- Required action:
Pictures stay out. Extract the lines below from the first one through the line with "# test: pointer drops one pin on the coiled", both included.

···

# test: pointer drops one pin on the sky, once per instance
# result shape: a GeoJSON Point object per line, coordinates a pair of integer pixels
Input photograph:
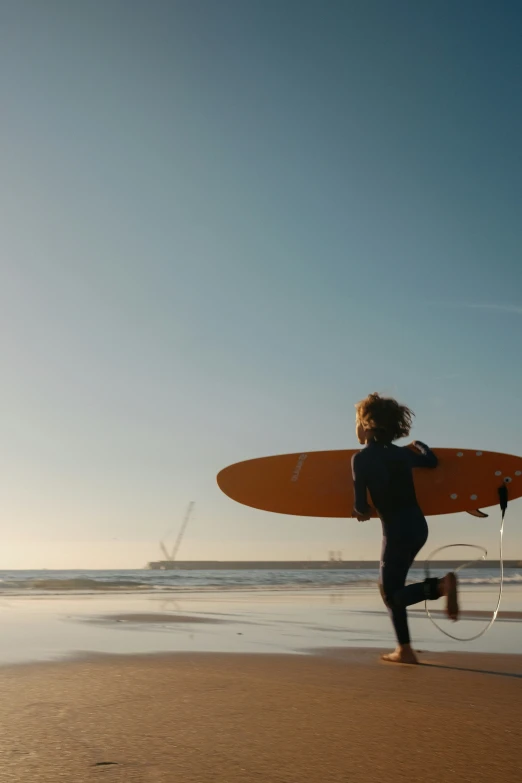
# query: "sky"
{"type": "Point", "coordinates": [221, 225]}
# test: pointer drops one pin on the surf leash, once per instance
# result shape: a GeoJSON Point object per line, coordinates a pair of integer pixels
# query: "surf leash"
{"type": "Point", "coordinates": [503, 500]}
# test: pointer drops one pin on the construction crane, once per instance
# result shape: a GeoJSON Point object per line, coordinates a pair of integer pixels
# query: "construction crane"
{"type": "Point", "coordinates": [170, 558]}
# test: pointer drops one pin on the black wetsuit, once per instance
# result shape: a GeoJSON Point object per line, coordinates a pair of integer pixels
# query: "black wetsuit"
{"type": "Point", "coordinates": [385, 471]}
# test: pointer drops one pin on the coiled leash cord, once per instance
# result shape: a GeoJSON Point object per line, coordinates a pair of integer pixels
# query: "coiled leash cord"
{"type": "Point", "coordinates": [503, 499]}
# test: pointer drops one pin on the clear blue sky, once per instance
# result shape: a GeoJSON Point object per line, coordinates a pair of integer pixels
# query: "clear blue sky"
{"type": "Point", "coordinates": [223, 223]}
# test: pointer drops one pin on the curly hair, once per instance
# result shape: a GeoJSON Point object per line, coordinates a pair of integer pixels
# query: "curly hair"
{"type": "Point", "coordinates": [389, 419]}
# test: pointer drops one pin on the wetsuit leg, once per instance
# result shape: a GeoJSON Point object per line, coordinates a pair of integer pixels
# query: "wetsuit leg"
{"type": "Point", "coordinates": [401, 544]}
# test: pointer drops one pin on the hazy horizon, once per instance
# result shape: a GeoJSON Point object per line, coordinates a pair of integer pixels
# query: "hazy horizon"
{"type": "Point", "coordinates": [225, 223]}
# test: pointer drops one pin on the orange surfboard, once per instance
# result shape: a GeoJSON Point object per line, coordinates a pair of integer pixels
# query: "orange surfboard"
{"type": "Point", "coordinates": [319, 483]}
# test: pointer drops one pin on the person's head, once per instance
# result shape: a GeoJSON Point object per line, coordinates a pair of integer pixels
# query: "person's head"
{"type": "Point", "coordinates": [382, 419]}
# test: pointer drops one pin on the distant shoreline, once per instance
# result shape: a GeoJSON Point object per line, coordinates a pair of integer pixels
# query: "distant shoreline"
{"type": "Point", "coordinates": [303, 565]}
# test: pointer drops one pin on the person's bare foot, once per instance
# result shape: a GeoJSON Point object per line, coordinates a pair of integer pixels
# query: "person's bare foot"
{"type": "Point", "coordinates": [401, 655]}
{"type": "Point", "coordinates": [451, 593]}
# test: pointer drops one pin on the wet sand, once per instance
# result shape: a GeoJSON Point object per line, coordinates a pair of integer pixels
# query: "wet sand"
{"type": "Point", "coordinates": [204, 718]}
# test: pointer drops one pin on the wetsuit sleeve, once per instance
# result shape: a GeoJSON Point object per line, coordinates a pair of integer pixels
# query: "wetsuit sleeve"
{"type": "Point", "coordinates": [360, 504]}
{"type": "Point", "coordinates": [421, 456]}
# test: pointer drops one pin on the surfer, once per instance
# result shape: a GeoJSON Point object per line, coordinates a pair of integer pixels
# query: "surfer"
{"type": "Point", "coordinates": [385, 471]}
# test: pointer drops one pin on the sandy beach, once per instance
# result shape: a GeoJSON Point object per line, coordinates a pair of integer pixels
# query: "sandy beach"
{"type": "Point", "coordinates": [200, 718]}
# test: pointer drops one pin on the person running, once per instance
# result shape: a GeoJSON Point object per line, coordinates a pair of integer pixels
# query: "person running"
{"type": "Point", "coordinates": [385, 471]}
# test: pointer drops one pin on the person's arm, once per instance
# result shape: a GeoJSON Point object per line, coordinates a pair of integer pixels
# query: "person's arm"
{"type": "Point", "coordinates": [422, 456]}
{"type": "Point", "coordinates": [361, 509]}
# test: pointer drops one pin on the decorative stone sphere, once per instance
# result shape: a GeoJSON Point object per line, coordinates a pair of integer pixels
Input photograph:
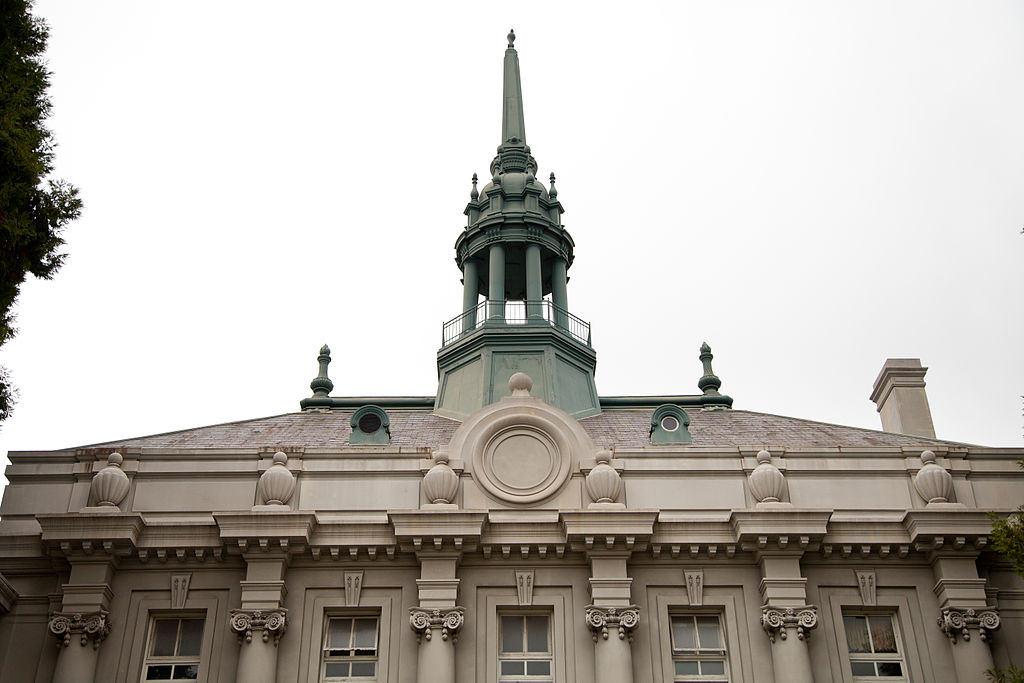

···

- Task solution:
# test: pointer drops one pin on the sky, once per instance
# result shape: a GeoJSON Point object per line, coordinates a pair of integer pixels
Input photograph:
# query: "sky"
{"type": "Point", "coordinates": [221, 225]}
# test: pointer drops one pin on the surf leash, once per instance
# result shape: a GeoJSON Point object per line, coordinates a pair of integer pixels
# query: "surf leash"
{"type": "Point", "coordinates": [503, 500]}
# test: pointer drops one pin on the construction crane, once per instance
# result shape: a GeoJSON Point object per line, coordinates a pair of integer pixels
# query: "construction crane"
{"type": "Point", "coordinates": [170, 558]}
# test: pointer drops one pin on the black wetsuit, once per instance
# result shape: a GeoJSON Point object per line, coordinates a pair of integer pixels
# query: "black wetsuit"
{"type": "Point", "coordinates": [385, 471]}
# test: pointer drops one pin on the coiled leash cord, once per instance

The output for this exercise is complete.